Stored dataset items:
--------------------------------------------------

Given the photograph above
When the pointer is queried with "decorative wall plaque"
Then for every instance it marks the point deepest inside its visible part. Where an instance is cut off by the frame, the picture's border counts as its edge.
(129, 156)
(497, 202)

--------------------------------------------------

Short exercise. Swap "decorative wall plaque" for "framed wall mirror" throughout the lines above and give them again with nothing else changed.

Written answer.
Given the photograph above
When the pointer is queried with "framed wall mirror"
Then for every instance it marks the point deepest inside its visible part. Where an instance is cut off by the frame, the picture's border counts as its edge.
(129, 156)
(497, 202)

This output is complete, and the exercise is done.